_Task instructions:_
Transcribe the listing exactly, leaving out every picture.

_Supplied entries:_
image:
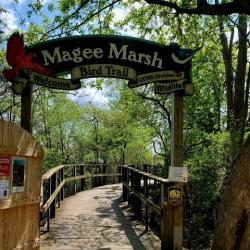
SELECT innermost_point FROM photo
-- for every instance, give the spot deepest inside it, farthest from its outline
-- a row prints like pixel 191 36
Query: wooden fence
pixel 146 192
pixel 67 180
pixel 150 193
pixel 20 174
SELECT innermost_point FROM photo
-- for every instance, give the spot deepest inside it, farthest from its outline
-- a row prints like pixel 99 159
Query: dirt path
pixel 94 219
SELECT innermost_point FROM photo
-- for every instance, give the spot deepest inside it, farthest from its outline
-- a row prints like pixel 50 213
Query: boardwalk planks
pixel 19 209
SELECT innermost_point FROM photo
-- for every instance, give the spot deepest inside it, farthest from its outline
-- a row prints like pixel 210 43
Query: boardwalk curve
pixel 93 220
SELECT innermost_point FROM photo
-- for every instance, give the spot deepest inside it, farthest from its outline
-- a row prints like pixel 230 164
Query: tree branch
pixel 203 8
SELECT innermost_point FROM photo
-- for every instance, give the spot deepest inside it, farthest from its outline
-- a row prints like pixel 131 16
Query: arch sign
pixel 139 61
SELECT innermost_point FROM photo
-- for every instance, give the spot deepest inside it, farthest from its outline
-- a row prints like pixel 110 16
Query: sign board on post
pixel 178 174
pixel 4 188
pixel 4 165
pixel 18 168
pixel 175 195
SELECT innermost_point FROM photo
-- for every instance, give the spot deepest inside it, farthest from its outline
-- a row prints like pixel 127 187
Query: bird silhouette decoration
pixel 19 60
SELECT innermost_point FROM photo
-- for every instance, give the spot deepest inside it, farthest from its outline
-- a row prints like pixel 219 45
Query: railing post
pixel 82 169
pixel 145 180
pixel 137 200
pixel 62 178
pixel 166 220
pixel 119 172
pixel 104 178
pixel 124 179
pixel 74 174
pixel 52 189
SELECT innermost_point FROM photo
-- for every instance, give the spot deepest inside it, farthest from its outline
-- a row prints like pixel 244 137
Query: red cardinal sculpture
pixel 18 59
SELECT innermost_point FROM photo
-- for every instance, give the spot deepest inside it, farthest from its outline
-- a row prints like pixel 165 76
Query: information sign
pixel 18 166
pixel 4 187
pixel 178 174
pixel 4 165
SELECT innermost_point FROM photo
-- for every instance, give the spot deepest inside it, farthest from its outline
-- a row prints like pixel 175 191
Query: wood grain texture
pixel 19 213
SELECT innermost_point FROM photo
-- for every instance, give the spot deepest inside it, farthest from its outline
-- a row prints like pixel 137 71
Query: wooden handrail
pixel 56 181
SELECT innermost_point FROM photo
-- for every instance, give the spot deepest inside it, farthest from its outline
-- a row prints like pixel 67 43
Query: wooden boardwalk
pixel 95 219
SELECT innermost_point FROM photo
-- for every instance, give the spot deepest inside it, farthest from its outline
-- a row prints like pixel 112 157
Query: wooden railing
pixel 149 195
pixel 143 190
pixel 66 180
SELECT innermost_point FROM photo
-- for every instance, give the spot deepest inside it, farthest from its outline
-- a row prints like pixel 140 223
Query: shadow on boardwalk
pixel 94 219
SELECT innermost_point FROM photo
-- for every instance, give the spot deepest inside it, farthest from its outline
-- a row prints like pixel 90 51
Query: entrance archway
pixel 138 61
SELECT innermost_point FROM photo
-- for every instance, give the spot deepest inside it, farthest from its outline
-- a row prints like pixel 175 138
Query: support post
pixel 74 174
pixel 82 169
pixel 26 107
pixel 124 179
pixel 174 214
pixel 62 178
pixel 52 189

_Task solution:_
image:
SELECT innermost_point FROM photo
-- for every instance, give the spot deepest inside it, farthest from its outline
-- a row prints like pixel 191 36
Query: wooden fence
pixel 146 192
pixel 67 180
pixel 150 193
pixel 20 174
SELECT innermost_point FROM photo
-- for every instance, give the spot deepest inside it, farthest from its outline
-- a row prints like pixel 99 159
Query: dirt path
pixel 94 219
SELECT innermost_point FROM photo
-- for every instance, give the spot deepest inside it, farthest from its outline
-- a row prints like pixel 50 213
Query: boardwalk planks
pixel 19 209
SELECT innermost_point FROM photo
-- for every instance, give the spot deepest inside it, farthest from its outline
-- a row prints like pixel 210 43
Query: boardwalk curve
pixel 93 220
SELECT innermost_point FROM photo
-- for every instance, give the spot deepest inside it, farthest from its outline
-- a row prints like pixel 230 164
Query: tree branch
pixel 203 8
SELECT innermost_point FROM photo
-- for every instance, give the spot deepest inside it, farthest from its outline
-- a row prints like pixel 131 16
Query: arch sign
pixel 139 61
SELECT innermost_point FROM photo
-- for every instance, give the spot deepest inside it, farthest from its outline
-- a row prints like pixel 110 16
Query: sign board on post
pixel 178 174
pixel 4 188
pixel 4 165
pixel 18 168
pixel 175 195
SELECT innermost_point FROM photo
-- for every instance, give the spot deepest inside it, farthest from its outline
-- a row prints like pixel 127 187
Query: bird silhouette decoration
pixel 19 60
SELECT innermost_point FROM photo
-- for every instance, give the spot deepest inside it, farthest from its outline
-- a row prints like pixel 219 45
Query: railing post
pixel 82 169
pixel 145 180
pixel 137 200
pixel 62 178
pixel 166 220
pixel 119 172
pixel 104 178
pixel 124 179
pixel 74 174
pixel 52 189
SELECT innermost_point FROM photo
-- for every instance, give the spot deepest inside it, farthest from its outline
-- a row prints like pixel 244 137
Query: red cardinal sculpture
pixel 18 59
SELECT innermost_point FROM photo
-- for every instance, give the spot deepest inside it, farthest from its outline
-- a row prints like pixel 165 76
Query: information sign
pixel 18 166
pixel 4 187
pixel 178 174
pixel 4 165
SELECT innermost_point FROM photo
-- for every instance, give the spot deepest inside it, farthest from its outline
-- a row prints like pixel 175 191
Query: wood grain texture
pixel 19 213
SELECT innermost_point FROM photo
-- for every instance, give the spot deepest inside it, farthest from its outline
-- a row prints like pixel 137 71
Query: wooden handrail
pixel 56 181
SELECT innermost_point FROM photo
-- for every instance, give the spot deepest inside it, farthest from its outline
-- a row prints like pixel 67 43
Query: wooden boardwalk
pixel 95 219
SELECT innermost_point FROM photo
-- for every instance, give the spot deepest inside it, farthest from its outline
-- a row prints like pixel 112 157
Query: wooden railing
pixel 149 195
pixel 143 190
pixel 66 180
SELECT innermost_point FROM photo
-- for every instance, give the spot deepest inside it, farthest from its outline
-- a row prints like pixel 140 223
Query: shadow on boardwalk
pixel 94 219
SELECT innermost_point FROM photo
-- for every instance, give the spot deepest inside it, farthest from its outline
-- a row prints like pixel 90 51
Query: entrance archway
pixel 138 61
SELECT innermost_point FROM photo
-- for every instance, give the spot deepest inside it, farthest from its outline
-- a row prints like pixel 175 138
Query: support post
pixel 74 174
pixel 82 169
pixel 26 107
pixel 124 179
pixel 174 214
pixel 62 178
pixel 52 189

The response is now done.